- [ABOUT THIS TASK]
Whenever a line of the entries below holds the string "black", copy that line and return it.

*** RECORD SET ***

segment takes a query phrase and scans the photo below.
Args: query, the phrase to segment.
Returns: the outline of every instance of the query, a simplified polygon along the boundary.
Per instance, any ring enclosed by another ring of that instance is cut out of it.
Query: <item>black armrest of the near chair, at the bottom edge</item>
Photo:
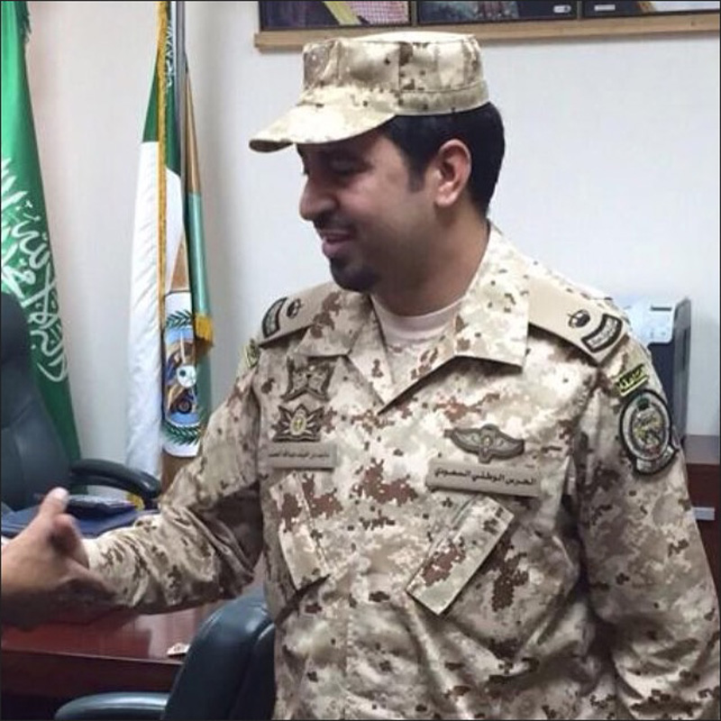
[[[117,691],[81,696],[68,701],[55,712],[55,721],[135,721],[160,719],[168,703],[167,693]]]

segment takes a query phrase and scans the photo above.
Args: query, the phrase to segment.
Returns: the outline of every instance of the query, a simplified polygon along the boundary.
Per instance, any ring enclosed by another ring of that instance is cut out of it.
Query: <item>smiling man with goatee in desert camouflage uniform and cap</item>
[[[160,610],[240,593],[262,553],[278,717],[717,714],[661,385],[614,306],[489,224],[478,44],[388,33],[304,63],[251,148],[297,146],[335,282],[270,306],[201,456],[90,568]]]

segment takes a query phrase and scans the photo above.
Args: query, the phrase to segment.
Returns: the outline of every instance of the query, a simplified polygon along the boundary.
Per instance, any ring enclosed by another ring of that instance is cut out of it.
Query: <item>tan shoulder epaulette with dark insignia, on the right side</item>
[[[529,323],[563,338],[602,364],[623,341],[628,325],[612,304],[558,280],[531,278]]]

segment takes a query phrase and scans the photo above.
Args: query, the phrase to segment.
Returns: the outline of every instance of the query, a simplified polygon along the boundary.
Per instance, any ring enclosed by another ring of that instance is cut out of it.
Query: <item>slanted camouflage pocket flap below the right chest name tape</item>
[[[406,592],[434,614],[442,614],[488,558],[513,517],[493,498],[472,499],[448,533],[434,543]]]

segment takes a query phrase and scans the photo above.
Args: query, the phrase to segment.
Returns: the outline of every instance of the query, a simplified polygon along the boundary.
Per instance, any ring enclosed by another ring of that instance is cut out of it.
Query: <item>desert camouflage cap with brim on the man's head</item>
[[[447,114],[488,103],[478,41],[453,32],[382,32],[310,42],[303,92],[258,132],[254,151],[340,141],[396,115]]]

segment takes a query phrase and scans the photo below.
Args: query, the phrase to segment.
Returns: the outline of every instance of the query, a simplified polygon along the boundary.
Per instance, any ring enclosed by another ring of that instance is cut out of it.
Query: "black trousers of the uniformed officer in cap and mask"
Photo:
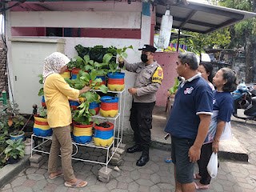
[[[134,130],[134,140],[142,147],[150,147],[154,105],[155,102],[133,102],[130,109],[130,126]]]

*** End of RECORD SET ***
*** RECORD SET ***

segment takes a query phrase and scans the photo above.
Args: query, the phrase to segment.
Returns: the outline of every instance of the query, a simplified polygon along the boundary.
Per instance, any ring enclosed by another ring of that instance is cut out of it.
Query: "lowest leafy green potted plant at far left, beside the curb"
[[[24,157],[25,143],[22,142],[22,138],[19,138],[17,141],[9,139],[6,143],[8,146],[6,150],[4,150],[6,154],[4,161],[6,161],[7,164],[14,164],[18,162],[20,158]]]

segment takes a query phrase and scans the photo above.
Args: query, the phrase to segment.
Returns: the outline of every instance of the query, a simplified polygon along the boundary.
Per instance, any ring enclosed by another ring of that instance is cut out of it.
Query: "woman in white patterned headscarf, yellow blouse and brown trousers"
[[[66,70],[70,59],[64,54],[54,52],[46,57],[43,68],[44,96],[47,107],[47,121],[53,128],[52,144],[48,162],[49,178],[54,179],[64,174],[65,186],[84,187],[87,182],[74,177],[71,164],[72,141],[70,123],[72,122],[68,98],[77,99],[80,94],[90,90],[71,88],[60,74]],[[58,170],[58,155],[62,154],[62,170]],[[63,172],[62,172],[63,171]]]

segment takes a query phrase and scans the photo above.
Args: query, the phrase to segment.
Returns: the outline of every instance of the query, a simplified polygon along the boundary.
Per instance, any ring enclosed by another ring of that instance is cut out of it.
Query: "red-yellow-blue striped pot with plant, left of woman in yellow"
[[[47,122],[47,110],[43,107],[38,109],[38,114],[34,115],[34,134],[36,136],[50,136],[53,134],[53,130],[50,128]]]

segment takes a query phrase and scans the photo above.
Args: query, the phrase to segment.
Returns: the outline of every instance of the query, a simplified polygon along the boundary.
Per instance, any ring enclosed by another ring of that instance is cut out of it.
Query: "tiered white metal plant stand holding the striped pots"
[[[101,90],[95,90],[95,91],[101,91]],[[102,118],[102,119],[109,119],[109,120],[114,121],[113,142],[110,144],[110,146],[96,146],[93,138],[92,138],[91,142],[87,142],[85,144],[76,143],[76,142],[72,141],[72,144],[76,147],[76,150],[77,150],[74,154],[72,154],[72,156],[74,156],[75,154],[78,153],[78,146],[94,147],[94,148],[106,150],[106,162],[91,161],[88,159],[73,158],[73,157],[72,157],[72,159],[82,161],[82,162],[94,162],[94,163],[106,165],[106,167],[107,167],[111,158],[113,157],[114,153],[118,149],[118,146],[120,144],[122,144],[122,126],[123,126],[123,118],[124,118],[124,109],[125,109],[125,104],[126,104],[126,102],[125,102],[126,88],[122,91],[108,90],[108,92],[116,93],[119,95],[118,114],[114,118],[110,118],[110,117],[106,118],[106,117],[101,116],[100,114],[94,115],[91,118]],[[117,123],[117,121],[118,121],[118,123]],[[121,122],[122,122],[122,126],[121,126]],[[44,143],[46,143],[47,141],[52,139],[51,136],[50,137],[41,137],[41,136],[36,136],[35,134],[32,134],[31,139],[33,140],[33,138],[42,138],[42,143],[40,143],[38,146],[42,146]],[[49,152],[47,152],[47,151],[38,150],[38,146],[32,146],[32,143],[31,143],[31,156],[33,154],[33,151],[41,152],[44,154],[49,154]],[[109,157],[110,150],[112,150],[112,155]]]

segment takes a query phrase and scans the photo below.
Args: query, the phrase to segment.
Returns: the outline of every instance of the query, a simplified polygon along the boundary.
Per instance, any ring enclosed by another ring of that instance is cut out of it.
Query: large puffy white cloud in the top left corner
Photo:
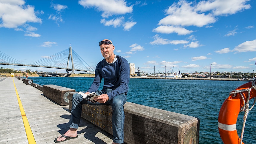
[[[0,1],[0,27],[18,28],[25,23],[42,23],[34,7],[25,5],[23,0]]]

*** End of RECORD SET ***

- [ANSWER TO THE EXERCISE]
Query: <item>black armrest of the near chair, at the bottom edge</item>
Query: "black trousers of the uniformed officer in cap and mask"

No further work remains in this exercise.